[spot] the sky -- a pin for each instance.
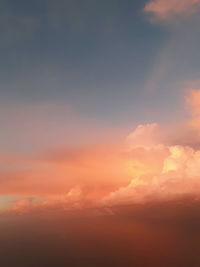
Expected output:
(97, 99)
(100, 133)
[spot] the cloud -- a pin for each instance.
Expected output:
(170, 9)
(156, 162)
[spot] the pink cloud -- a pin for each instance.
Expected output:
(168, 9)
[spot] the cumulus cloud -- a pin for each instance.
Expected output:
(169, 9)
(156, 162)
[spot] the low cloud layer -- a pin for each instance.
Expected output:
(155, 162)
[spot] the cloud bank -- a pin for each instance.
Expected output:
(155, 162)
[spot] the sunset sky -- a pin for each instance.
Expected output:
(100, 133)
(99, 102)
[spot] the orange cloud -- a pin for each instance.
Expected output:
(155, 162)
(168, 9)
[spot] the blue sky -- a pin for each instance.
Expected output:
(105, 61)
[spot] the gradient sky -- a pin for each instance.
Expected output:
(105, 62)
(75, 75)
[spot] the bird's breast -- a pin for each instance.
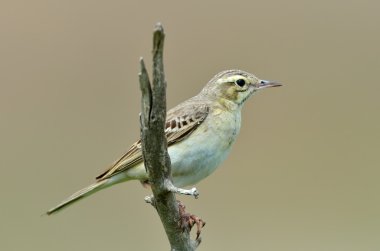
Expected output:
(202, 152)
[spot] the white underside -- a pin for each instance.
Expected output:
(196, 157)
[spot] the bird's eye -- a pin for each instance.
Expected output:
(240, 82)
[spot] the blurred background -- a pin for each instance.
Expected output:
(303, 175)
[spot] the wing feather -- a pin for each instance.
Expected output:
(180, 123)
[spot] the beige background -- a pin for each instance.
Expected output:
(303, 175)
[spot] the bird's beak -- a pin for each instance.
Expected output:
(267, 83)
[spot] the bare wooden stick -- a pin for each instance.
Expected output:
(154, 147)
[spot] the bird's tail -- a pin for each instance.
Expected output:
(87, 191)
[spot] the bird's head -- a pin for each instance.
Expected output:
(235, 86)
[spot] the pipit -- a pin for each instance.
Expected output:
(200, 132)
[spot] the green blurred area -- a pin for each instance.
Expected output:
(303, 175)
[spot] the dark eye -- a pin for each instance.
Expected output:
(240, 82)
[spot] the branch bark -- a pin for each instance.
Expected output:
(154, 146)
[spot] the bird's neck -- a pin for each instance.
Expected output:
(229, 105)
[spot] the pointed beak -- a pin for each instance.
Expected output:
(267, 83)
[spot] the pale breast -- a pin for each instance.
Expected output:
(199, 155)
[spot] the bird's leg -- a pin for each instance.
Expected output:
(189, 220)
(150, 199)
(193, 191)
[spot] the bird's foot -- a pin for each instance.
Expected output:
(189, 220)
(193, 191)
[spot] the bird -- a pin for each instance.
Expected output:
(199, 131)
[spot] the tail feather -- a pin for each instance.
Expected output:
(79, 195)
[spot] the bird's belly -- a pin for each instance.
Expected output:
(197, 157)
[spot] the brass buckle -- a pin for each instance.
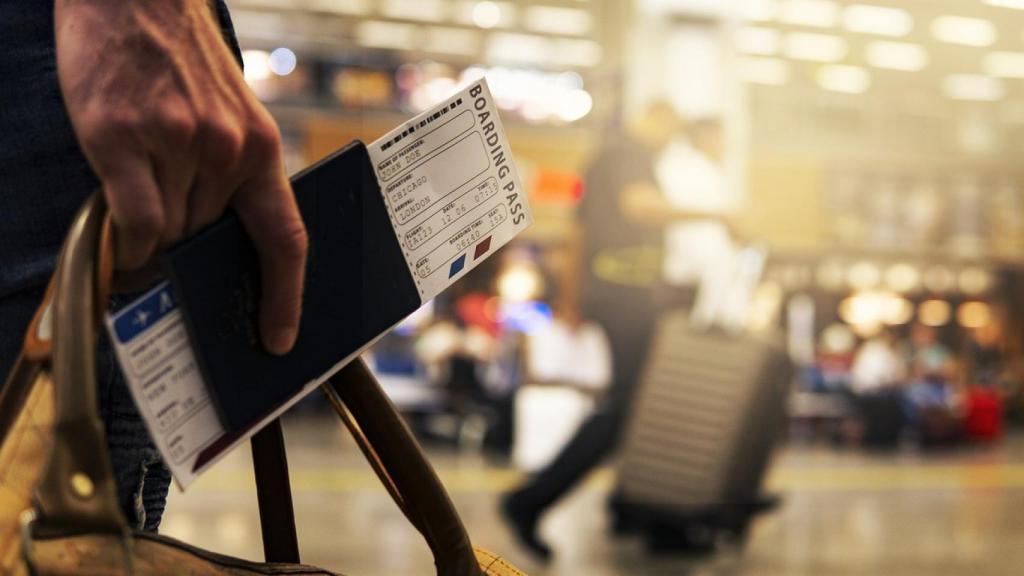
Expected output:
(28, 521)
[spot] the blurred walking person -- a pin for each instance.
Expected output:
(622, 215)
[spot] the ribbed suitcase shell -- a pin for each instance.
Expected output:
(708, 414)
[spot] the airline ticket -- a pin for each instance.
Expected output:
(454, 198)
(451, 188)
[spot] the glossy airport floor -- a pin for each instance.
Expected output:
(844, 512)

===

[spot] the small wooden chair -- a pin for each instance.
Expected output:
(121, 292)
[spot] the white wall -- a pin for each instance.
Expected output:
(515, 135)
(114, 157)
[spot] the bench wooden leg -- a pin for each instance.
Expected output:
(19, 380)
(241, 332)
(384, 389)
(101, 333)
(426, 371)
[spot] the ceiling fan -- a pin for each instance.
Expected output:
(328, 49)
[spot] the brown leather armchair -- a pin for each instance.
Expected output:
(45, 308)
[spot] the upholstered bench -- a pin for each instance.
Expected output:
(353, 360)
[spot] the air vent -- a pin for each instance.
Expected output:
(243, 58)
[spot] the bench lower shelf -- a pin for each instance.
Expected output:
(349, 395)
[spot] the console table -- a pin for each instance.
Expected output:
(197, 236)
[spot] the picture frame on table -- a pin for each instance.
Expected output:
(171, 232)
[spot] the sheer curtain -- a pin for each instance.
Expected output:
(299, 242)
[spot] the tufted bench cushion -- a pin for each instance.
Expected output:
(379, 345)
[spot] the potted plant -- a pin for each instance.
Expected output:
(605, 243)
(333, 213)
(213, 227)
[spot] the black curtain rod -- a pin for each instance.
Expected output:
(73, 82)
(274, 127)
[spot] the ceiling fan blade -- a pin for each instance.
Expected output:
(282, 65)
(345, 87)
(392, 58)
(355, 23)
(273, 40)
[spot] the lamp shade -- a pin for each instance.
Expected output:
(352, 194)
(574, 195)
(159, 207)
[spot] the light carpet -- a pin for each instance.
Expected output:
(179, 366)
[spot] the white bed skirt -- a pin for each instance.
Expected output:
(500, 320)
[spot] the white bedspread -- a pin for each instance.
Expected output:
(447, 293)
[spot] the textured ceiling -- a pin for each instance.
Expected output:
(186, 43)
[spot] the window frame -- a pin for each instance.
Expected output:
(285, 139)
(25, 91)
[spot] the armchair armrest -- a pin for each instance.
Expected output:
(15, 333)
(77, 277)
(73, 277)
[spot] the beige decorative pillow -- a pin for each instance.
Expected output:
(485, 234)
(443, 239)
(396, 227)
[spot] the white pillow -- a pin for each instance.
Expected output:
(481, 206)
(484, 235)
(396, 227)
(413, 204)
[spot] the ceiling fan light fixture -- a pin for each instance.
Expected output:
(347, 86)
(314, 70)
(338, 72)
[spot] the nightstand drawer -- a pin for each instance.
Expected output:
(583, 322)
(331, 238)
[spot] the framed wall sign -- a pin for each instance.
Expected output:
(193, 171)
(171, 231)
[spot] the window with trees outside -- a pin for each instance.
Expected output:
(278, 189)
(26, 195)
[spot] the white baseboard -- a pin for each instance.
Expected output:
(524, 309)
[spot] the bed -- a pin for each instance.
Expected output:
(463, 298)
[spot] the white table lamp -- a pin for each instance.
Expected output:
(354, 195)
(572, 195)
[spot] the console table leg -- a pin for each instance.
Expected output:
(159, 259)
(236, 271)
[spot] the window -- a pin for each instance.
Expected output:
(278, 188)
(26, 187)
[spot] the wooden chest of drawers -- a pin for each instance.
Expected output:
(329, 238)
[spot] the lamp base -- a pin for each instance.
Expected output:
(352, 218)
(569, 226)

===

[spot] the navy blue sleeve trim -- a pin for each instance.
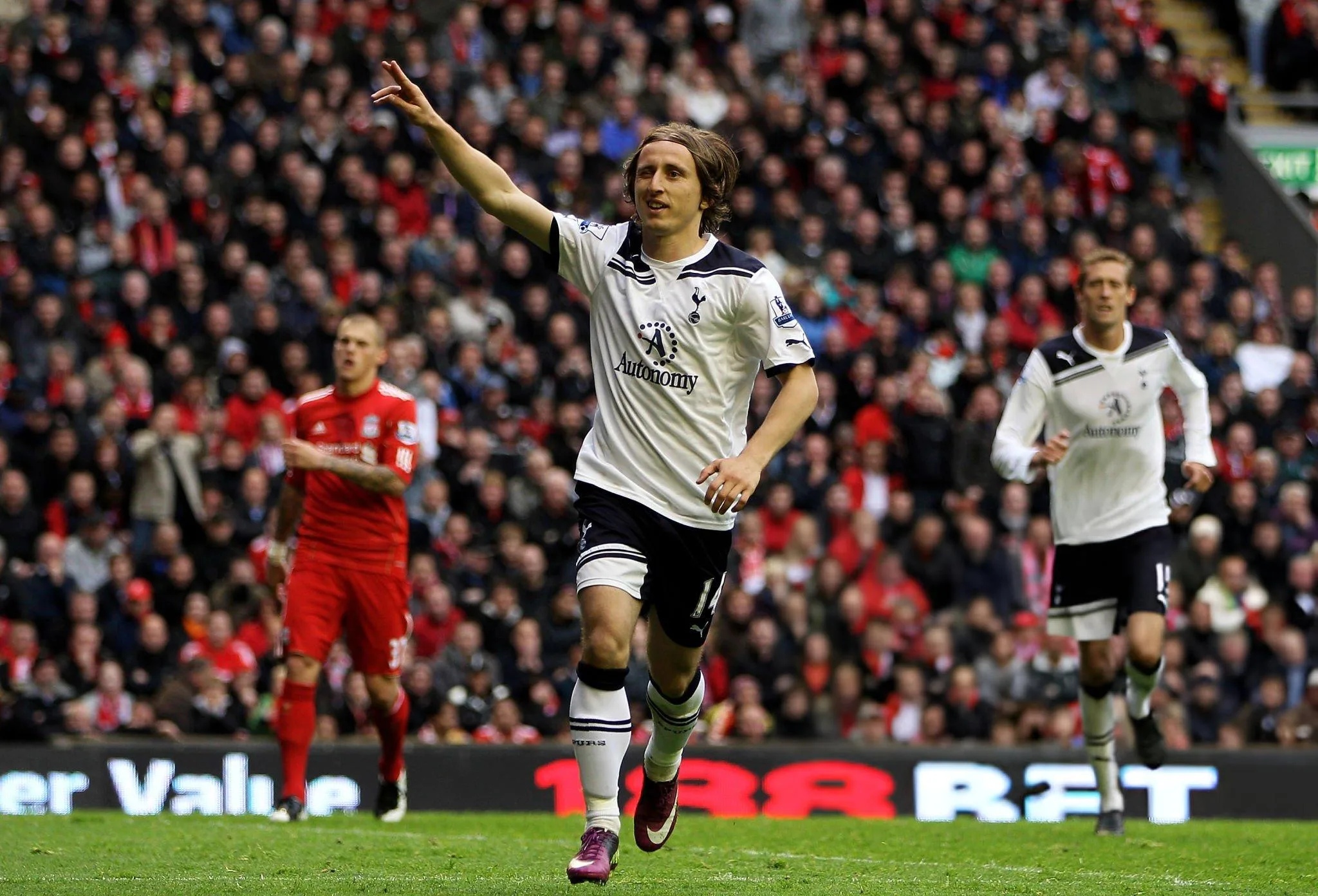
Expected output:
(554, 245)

===

■ **WHAT IS ASKED**: Collect every row above that contains the word "curtain", matching case exactly.

■ **WRITTEN ANSWER**:
[spot] the sheer curtain -- a pin for each instance.
[spot] the black curtain rod -- a pin for each instance.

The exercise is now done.